### [Task details]
Put the lines of the records, from the line that contains "You are an object detector. Scan the scene for any podium" through the line that contains "[365,200,488,315]" (both included), into a Markdown table with the columns Row and Line. Number each row, and leave out any blank lines.

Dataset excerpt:
....

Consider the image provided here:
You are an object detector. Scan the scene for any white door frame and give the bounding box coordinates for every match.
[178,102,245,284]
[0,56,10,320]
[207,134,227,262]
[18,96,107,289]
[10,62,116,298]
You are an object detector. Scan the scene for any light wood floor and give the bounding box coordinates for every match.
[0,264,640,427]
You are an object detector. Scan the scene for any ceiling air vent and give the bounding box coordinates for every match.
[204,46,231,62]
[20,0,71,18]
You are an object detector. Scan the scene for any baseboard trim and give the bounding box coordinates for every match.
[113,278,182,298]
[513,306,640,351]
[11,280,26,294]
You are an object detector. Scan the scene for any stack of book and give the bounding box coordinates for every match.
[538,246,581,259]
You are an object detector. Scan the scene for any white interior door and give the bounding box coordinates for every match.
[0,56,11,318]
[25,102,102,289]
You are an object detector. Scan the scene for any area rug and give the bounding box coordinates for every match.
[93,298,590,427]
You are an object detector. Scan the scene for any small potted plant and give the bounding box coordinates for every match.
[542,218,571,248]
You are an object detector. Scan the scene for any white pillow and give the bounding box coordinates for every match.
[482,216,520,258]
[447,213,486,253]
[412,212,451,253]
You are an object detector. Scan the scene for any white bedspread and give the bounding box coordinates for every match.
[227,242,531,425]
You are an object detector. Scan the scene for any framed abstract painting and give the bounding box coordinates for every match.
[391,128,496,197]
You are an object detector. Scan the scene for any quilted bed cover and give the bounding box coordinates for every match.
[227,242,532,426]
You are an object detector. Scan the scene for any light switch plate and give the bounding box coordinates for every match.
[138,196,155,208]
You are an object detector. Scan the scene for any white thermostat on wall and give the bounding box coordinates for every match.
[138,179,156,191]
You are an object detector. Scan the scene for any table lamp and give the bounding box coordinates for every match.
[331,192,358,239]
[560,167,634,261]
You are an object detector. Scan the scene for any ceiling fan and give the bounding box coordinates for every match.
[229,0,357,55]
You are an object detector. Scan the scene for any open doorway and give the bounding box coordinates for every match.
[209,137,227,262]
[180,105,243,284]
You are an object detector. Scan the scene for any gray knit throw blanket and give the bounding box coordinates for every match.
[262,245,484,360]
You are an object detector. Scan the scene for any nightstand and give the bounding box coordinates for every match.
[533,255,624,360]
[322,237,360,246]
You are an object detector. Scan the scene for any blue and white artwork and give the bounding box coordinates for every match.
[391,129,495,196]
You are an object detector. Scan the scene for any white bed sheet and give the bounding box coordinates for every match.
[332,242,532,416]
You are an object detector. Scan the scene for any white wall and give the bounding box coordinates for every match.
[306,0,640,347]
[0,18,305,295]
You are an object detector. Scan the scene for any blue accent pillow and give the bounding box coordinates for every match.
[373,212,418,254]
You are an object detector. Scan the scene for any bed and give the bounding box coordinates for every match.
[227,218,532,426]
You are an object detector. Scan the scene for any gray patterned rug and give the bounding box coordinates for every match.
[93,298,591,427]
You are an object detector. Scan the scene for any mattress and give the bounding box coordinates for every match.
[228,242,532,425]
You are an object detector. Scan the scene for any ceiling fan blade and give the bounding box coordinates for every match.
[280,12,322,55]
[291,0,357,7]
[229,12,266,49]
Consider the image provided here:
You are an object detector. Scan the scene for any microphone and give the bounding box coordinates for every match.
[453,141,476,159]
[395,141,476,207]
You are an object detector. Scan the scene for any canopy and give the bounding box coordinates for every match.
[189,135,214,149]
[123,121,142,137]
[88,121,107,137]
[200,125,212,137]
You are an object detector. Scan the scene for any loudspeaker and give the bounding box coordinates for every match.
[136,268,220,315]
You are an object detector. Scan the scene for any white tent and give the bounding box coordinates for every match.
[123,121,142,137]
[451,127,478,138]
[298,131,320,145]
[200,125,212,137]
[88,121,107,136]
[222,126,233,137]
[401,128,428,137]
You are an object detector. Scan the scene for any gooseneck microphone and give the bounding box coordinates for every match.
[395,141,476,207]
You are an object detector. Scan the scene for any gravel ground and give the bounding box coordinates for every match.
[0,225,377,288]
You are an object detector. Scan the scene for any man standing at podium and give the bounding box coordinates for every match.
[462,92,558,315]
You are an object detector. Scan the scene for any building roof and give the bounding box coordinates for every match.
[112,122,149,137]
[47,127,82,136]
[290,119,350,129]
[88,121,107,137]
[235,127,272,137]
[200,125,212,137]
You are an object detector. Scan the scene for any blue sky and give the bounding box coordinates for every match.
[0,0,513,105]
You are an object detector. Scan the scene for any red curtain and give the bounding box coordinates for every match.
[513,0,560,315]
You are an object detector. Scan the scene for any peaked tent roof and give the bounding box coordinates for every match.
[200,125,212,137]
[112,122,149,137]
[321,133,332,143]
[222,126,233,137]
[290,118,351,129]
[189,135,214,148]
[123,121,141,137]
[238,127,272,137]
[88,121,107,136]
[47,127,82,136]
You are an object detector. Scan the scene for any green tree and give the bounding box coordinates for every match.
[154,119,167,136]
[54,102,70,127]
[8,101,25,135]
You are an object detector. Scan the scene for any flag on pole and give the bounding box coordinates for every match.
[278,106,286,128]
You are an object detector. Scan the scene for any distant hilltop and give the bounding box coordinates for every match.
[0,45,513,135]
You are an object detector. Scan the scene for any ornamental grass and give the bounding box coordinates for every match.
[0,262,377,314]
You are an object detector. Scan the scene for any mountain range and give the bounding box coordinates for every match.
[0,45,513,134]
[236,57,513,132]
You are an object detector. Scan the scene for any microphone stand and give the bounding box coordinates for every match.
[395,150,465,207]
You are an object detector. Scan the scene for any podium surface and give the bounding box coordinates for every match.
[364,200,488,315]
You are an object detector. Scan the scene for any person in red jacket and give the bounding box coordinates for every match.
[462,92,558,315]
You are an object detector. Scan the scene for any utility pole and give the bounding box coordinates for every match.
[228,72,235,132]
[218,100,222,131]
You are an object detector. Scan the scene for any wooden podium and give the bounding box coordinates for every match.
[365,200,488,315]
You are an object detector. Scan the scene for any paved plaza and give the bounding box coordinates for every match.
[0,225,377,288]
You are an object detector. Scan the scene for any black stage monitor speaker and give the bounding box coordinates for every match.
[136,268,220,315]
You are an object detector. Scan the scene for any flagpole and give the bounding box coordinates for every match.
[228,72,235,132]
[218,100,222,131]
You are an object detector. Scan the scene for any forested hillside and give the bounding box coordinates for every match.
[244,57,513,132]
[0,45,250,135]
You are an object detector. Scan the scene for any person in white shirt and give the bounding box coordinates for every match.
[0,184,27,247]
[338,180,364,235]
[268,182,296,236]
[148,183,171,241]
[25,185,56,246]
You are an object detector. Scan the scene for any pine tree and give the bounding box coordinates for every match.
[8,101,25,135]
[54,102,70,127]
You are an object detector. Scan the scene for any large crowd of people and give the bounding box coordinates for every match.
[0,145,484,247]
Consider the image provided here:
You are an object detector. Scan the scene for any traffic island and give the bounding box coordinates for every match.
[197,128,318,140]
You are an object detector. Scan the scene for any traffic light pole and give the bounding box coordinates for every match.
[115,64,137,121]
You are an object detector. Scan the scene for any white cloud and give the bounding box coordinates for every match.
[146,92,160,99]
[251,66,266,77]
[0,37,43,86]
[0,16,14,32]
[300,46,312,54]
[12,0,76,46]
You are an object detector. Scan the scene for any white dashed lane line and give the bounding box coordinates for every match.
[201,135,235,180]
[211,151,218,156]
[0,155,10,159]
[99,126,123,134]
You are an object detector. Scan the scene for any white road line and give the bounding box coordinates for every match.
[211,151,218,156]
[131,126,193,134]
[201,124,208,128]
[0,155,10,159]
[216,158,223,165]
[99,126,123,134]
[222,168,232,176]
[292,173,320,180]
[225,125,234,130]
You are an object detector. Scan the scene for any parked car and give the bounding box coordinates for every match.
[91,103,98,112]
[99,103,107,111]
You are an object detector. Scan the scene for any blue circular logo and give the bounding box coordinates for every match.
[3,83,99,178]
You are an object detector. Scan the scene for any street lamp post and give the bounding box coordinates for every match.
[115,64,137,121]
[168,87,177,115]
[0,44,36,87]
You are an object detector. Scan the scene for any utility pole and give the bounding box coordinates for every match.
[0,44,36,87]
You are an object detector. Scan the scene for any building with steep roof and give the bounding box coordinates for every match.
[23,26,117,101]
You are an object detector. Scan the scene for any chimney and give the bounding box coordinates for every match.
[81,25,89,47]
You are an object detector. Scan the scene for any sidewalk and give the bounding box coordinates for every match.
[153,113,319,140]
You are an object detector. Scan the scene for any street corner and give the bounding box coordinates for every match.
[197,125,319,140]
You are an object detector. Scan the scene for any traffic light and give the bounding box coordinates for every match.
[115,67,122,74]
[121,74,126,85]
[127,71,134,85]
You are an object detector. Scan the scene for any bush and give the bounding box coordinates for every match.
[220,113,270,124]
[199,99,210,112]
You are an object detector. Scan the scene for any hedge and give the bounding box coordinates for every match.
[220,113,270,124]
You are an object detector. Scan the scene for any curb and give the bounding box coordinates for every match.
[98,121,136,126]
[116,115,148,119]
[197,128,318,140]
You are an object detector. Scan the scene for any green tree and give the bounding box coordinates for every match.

....

### [Solution to this exercise]
| Row | Line |
|---|---|
| 1 | You are an object detector. Scan the scene for any podium surface and give the bounding box coordinates for every match. |
| 2 | [364,200,488,315] |
| 3 | You are an object detector. Scan the scene for any person in red jacket and give the bounding box coordinates for every match. |
| 4 | [462,92,558,315] |
| 5 | You are an object detector. Scan the scene for any utility pole and give the bounding box coordinates for every match. |
| 6 | [228,72,235,132] |
| 7 | [218,100,222,131] |
| 8 | You are an object detector. Scan the scene for any wooden podium and give the bounding box coordinates for every match. |
| 9 | [365,200,488,315] |